WHAT THE EXERCISE ASKS:
List every line in the rows below that contains the string "green". Case counts.

===== RECORDS PROVIDED =====

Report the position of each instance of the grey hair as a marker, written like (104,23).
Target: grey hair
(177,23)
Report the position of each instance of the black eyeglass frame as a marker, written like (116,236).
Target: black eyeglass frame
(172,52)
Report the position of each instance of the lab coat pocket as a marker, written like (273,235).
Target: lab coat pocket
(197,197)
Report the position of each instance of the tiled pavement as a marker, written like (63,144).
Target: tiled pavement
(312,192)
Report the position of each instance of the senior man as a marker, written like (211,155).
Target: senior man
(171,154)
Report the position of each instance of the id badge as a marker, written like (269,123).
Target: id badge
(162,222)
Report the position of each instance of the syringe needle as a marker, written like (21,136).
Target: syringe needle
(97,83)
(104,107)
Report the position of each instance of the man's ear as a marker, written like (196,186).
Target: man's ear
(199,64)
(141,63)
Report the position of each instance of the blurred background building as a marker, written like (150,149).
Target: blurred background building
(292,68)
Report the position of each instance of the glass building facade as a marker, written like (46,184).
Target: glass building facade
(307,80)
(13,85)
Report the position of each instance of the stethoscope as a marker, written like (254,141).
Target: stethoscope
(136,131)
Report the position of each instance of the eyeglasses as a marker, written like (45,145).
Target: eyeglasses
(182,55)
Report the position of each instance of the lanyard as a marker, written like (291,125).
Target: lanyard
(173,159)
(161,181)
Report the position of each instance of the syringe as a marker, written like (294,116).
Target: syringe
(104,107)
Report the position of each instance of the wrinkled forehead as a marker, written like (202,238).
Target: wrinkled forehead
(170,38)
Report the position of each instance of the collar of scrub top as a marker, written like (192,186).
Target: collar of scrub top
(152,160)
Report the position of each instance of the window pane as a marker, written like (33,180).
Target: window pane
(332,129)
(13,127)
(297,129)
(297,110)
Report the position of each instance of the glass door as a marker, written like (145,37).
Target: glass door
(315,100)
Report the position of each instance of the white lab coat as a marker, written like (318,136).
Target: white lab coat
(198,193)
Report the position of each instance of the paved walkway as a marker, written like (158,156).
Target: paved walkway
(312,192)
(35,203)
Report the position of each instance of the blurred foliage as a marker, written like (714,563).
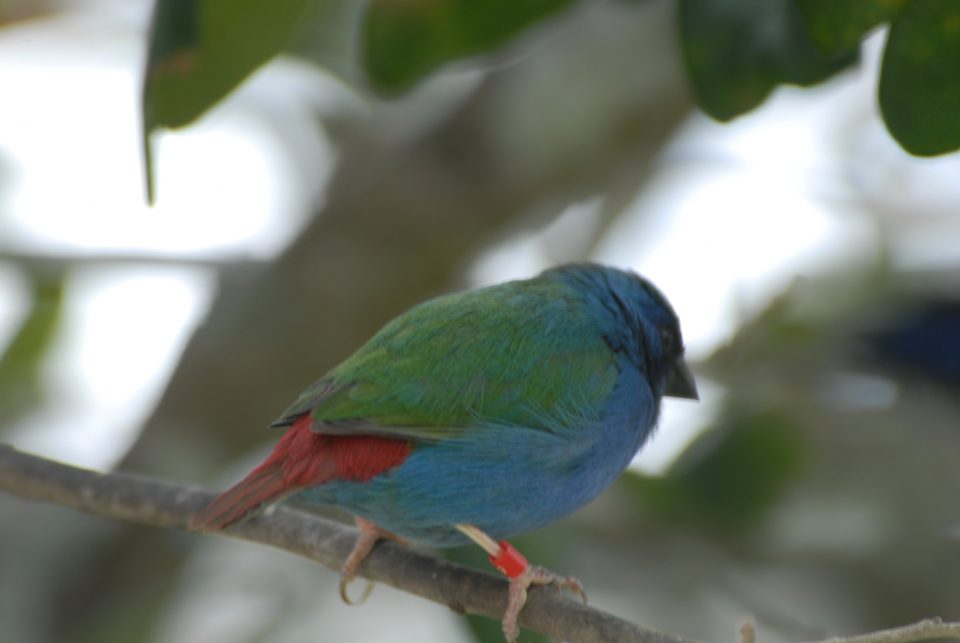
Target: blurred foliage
(839,26)
(23,361)
(919,92)
(730,477)
(404,41)
(738,51)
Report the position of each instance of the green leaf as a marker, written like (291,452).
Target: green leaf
(405,40)
(839,25)
(200,50)
(21,364)
(920,77)
(737,51)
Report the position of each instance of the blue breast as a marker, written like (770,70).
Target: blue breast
(504,480)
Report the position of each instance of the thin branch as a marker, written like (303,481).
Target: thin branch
(926,630)
(120,496)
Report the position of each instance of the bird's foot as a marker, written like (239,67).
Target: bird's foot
(522,575)
(369,535)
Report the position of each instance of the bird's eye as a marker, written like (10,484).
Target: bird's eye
(668,340)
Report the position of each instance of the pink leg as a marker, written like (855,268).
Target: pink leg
(521,574)
(369,535)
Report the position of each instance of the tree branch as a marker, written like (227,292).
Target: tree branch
(121,496)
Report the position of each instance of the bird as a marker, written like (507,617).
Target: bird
(479,415)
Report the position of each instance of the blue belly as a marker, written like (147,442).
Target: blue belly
(505,480)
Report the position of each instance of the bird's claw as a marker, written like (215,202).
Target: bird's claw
(517,595)
(345,594)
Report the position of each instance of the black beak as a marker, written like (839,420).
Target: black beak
(680,382)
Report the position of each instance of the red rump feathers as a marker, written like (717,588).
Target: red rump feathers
(301,459)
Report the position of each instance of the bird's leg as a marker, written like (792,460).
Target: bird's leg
(521,574)
(369,535)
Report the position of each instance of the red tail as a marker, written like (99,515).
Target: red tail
(301,459)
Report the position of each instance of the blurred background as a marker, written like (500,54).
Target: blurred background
(814,264)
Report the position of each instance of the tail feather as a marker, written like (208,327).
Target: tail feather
(301,459)
(263,487)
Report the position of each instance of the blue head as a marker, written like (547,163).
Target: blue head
(637,321)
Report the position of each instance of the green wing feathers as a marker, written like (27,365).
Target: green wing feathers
(506,354)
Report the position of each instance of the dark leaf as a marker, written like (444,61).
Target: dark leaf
(838,26)
(920,77)
(200,50)
(738,51)
(404,40)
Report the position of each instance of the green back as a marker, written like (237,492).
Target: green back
(524,353)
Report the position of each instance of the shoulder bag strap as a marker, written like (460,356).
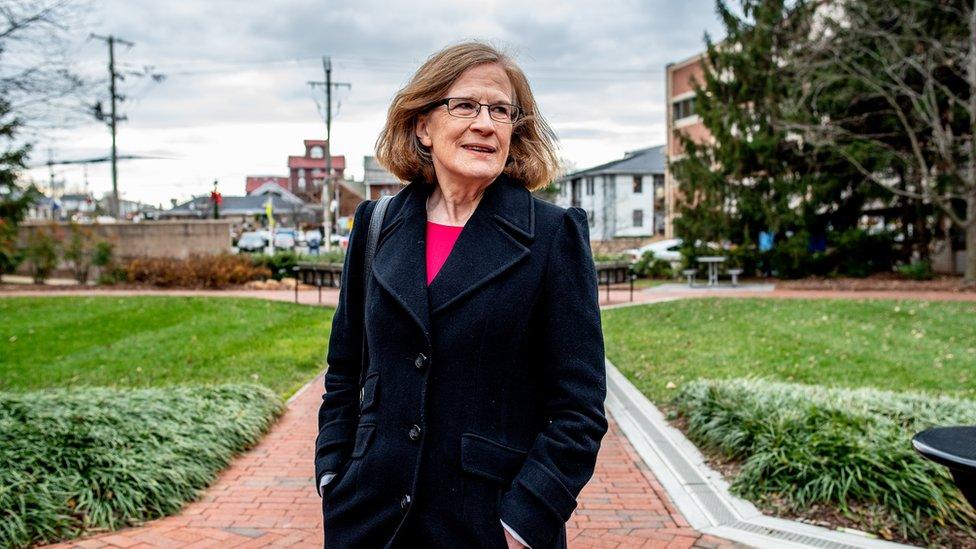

=====

RESPONSE TO THIS TASK:
Report the position of each instance of the green leaf as a marker, written like (291,452).
Target: green leaf
Report the position of each instance of the green wing feathers as a marker, written like (27,365).
Target: green wing feathers
Report the position of each instance of the green back as a marker, written like (237,492).
Target: green back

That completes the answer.